- **Given problem**:
Take the data below and repeat it exactly.

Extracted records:
----

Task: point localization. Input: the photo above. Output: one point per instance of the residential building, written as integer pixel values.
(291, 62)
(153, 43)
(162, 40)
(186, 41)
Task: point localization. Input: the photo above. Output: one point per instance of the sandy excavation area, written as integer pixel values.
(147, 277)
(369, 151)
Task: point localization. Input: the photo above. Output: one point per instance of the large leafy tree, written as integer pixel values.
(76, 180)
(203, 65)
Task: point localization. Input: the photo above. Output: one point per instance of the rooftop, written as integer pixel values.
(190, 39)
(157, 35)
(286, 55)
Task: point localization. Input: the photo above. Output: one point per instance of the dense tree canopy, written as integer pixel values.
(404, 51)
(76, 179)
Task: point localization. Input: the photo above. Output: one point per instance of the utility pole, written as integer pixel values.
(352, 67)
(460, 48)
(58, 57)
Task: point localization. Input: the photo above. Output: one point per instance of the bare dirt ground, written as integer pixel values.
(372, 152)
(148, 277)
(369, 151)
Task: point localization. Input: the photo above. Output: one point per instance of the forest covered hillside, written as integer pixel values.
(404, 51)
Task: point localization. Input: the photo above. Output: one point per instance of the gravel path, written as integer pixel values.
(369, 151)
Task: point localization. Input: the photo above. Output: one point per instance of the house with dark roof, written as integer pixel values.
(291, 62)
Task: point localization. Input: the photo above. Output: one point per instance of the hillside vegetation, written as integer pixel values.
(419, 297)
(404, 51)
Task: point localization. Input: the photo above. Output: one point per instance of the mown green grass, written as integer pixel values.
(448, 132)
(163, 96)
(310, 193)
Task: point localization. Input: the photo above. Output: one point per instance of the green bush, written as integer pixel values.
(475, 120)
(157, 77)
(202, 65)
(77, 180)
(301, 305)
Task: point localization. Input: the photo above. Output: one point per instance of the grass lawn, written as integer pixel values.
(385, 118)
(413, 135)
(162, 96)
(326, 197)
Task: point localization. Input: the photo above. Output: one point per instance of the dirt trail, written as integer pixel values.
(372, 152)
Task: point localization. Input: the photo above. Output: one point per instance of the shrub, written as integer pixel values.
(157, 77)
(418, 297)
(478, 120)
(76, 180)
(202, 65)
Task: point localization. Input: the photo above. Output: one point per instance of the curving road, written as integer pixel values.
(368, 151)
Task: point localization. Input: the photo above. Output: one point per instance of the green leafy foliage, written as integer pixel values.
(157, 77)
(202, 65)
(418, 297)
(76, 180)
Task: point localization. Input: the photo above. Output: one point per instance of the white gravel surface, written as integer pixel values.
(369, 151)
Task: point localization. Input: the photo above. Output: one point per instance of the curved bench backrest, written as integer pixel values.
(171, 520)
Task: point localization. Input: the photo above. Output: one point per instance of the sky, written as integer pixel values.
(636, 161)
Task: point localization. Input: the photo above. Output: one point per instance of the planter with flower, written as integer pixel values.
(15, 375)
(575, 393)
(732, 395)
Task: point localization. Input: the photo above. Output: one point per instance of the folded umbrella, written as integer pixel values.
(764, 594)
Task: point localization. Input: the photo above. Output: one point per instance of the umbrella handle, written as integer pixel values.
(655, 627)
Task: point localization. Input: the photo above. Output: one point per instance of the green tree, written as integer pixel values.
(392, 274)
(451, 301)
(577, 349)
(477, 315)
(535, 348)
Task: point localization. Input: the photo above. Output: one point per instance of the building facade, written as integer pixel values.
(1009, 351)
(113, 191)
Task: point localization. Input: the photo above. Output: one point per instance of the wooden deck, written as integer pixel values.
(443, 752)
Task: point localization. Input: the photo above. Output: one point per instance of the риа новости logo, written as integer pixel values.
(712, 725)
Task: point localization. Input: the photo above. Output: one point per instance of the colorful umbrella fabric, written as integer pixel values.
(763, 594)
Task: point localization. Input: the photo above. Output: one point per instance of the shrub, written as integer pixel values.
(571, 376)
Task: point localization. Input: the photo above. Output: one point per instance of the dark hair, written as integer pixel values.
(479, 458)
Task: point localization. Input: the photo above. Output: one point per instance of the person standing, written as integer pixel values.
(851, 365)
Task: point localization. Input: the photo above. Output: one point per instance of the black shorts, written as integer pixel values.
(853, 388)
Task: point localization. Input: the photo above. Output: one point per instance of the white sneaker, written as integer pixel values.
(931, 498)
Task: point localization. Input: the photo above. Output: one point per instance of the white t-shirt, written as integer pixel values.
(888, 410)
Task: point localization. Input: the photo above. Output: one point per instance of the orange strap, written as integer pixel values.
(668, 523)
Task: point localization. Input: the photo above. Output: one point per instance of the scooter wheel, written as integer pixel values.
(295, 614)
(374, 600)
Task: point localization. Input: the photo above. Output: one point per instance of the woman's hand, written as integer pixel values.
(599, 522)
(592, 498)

----

- **Answer to the problem**:
Task: point localization. Input: the photo above. Output: one point per instance of the residential building, written as integer pixel values.
(291, 62)
(153, 43)
(162, 40)
(186, 41)
Task: point localization. Input: the photo above. Output: one point per instance of the sandy excavation area, written as integer pixel values.
(147, 277)
(369, 151)
Task: point localization. Input: the photo above. Output: one point per instance of the large leafy tree, written as integer pixel values.
(76, 180)
(203, 65)
Task: point localization. Input: the photo above. Output: one point per instance of the rooftop, written as integer pixel values.
(190, 39)
(157, 35)
(286, 55)
Task: point localization. Input: the photo above. Output: one point per instance of the dense tree canopy, written as integer pixel values.
(404, 51)
(76, 179)
Task: point localization. Input: the photo above. Output: one point per instance of the utility pole, written as integer pixel values.
(352, 67)
(460, 48)
(58, 57)
Task: point localization. Input: the photo above. Output: one point per instance of the bare dirt ground, written as integer pixel values.
(372, 152)
(148, 277)
(369, 151)
Task: point localization. Input: the photo above. Output: one point per instance of the forest covered hillside, written as integer pixel values.
(404, 51)
Task: point localization. Input: the photo above. Output: one point per instance of the gravel path, written as integer pixel values.
(369, 151)
Task: point localization. Input: the photo above. Output: one point per instance of the house with dark roof, written as integer pixel values.
(291, 62)
Task: point localization. Input: the photo above. Output: one point per instance of the hillside vegetation, written as integer pixel values.
(419, 297)
(404, 51)
Task: point localization. Input: the photo above. Output: one point per instance of the mown green grass, written as integer pixel values.
(448, 132)
(163, 96)
(310, 193)
Task: point localization. Input: the photo above. Output: one point per instance of the green bush, written as integer pixel values.
(475, 120)
(157, 77)
(202, 65)
(77, 180)
(301, 305)
Task: point localization. Input: the photo above. Output: one point per instance of the grass lawn, written as integer pixel values.
(385, 118)
(413, 135)
(162, 96)
(326, 197)
Task: point localization. Input: the photo above. Output: one point per instance of the dirt trail, written as integer pixel values.
(372, 152)
Task: point localization. Input: the photo above. Output: one point per instance of the shrub, written as integer pixel values.
(157, 77)
(418, 297)
(478, 120)
(76, 180)
(202, 65)
Task: point localization. Input: the photo above. Output: one point per instance of the curving road, written as integer pixel values.
(368, 151)
Task: point localization. Input: the photo above. Output: one point per instance of the green leafy foliage, written as integer pixel values.
(157, 77)
(202, 65)
(418, 297)
(76, 180)
Task: point localization. Input: the photo above. Output: one point per instance of the white gravel surface, written as integer pixel values.
(369, 151)
Task: point localization. Input: the photo above. Output: one point per instance of the curved bench backrest, written as integer pixel values.
(171, 520)
Task: point localization. Input: the photo above. Output: one point per instance of the sky, written as integer pixel values.
(636, 161)
Task: point localization. Input: the photo above. Output: one point per instance of the planter with flower, written as integer pixel values.
(15, 375)
(575, 393)
(732, 395)
Task: point localization. Input: the photo above. Output: one point per instance of the folded umbrella, written as integer pixel values.
(764, 594)
Task: point localization. Input: the photo above. Output: one point per instance of the umbrella handle, written as integer pixel values.
(655, 627)
Task: point localization. Input: the photo above. Output: one point per instance of the green tree, written as integer pixel values.
(392, 274)
(451, 301)
(577, 349)
(477, 315)
(535, 348)
Task: point localization. Input: the photo above. Output: one point per instance of the building facade, written as integer pixel values.
(1009, 351)
(113, 191)
Task: point localization. Input: the photo above. Output: one point per instance of the wooden deck, written as integer pixel values.
(443, 752)
Task: point localization. Input: the photo above. Output: one point per instance of the риа новости logo, written as integer pixel values.
(712, 725)
Task: point localization. Input: the photo above. Output: one point per instance of the colorful umbrella fabric, written as integer pixel values.
(763, 594)
Task: point localization. Input: the photo above. Output: one point per instance of the shrub, written as integer pixel values.
(571, 376)
Task: point localization. Input: the photo above. Output: one point per instance of the dark hair, written as integer pixel values.
(479, 458)
Task: point localization. Input: the photo above. Output: one point per instance of the person standing, written as integer pixel values.
(851, 365)
Task: point localization. Input: the photo above. Output: one point per instance of the black shorts, written as integer pixel values.
(853, 388)
Task: point localization. Input: the photo above. Output: one point per instance of the white sneaker, written as integer pixel values.
(931, 498)
Task: point localization. Input: the photo above. Output: one point per instance of the white t-shirt, written as integer pixel values.
(888, 410)
Task: point localization. Input: the photo above. Output: one point per instance of the orange strap, written as integer pixel values.
(668, 523)
Task: point localization. Input: the photo above. Output: one point per instance of the scooter wheel, written as integer pixel values.
(295, 614)
(374, 600)
Task: point localization. Input: the photo above. Output: one point per instance of the woman's hand, written as integer pixel values.
(599, 522)
(592, 498)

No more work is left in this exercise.